-- START OF MATERIAL SHOWN --
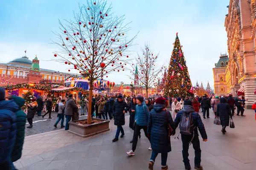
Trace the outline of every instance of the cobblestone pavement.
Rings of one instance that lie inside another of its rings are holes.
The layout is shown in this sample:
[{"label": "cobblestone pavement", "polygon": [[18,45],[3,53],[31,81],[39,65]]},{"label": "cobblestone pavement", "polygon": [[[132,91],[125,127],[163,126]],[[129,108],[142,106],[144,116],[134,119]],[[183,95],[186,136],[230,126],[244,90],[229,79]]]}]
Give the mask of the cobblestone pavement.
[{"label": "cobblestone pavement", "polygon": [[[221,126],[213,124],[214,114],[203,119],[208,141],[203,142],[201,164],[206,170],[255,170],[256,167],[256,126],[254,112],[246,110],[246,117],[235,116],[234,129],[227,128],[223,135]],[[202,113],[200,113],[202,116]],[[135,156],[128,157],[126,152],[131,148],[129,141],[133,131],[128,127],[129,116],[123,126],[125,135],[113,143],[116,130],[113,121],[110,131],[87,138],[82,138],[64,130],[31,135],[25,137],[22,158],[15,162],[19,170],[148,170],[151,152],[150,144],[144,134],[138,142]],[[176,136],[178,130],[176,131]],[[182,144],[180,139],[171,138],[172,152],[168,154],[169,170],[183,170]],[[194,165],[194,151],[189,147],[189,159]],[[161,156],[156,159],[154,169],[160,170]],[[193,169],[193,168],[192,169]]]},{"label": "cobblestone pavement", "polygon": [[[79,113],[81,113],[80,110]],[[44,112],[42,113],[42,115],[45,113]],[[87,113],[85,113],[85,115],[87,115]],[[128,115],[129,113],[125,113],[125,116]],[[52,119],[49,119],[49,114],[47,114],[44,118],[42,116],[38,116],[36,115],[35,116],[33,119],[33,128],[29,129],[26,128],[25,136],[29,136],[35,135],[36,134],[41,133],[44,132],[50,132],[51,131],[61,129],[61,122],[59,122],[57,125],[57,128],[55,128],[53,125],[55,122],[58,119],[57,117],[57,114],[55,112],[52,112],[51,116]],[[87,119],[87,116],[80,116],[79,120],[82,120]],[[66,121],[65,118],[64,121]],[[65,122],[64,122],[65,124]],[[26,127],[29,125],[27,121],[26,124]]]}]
-- END OF MATERIAL SHOWN --
## WHAT IS REQUIRED:
Output each line exactly; omit every picture.

## OUTPUT OF THE TASK:
Trace the outline of every instance of the cobblestone pavement.
Rings of one instance that lie inside another of its rings are holes.
The layout is shown in this sample:
[{"label": "cobblestone pavement", "polygon": [[18,45],[3,53],[31,81],[39,65]]},{"label": "cobblestone pavement", "polygon": [[[132,91],[125,127],[163,126]],[[129,108],[142,106],[144,116],[134,119]],[[183,95],[186,136],[230,126],[244,90],[229,79]]]}]
Give the mask of the cobblestone pavement.
[{"label": "cobblestone pavement", "polygon": [[[221,126],[213,124],[214,114],[203,119],[208,141],[203,142],[201,164],[206,170],[255,170],[256,167],[256,126],[254,112],[246,110],[246,117],[235,116],[234,129],[227,128],[223,135]],[[202,113],[200,113],[202,116]],[[135,156],[128,157],[126,152],[131,148],[129,141],[133,131],[128,127],[129,116],[123,126],[125,135],[113,143],[116,130],[113,121],[110,131],[87,138],[82,138],[64,130],[31,135],[25,137],[22,158],[15,162],[19,170],[148,170],[151,152],[150,144],[144,134],[138,142]],[[176,136],[178,130],[176,131]],[[182,144],[180,139],[171,138],[172,152],[168,154],[169,170],[183,170]],[[194,165],[194,151],[189,147],[189,159]],[[161,156],[156,159],[154,169],[160,170]],[[193,169],[193,168],[192,169]]]},{"label": "cobblestone pavement", "polygon": [[[79,113],[81,113],[80,110]],[[44,112],[42,113],[42,115],[45,113]],[[87,113],[85,113],[85,115],[87,115]],[[128,115],[129,113],[125,113],[125,116]],[[52,119],[49,119],[49,114],[47,114],[44,118],[42,116],[38,116],[36,115],[35,116],[33,119],[33,128],[29,129],[26,128],[25,136],[29,136],[35,135],[36,134],[41,133],[44,132],[50,132],[51,131],[61,129],[61,122],[59,122],[57,125],[57,128],[55,128],[53,125],[55,122],[58,119],[57,117],[57,114],[55,112],[52,112],[51,116]],[[87,119],[87,116],[80,116],[79,120],[82,120]],[[66,121],[65,118],[64,121]],[[65,122],[64,122],[65,124]],[[26,127],[29,125],[27,121],[26,124]]]}]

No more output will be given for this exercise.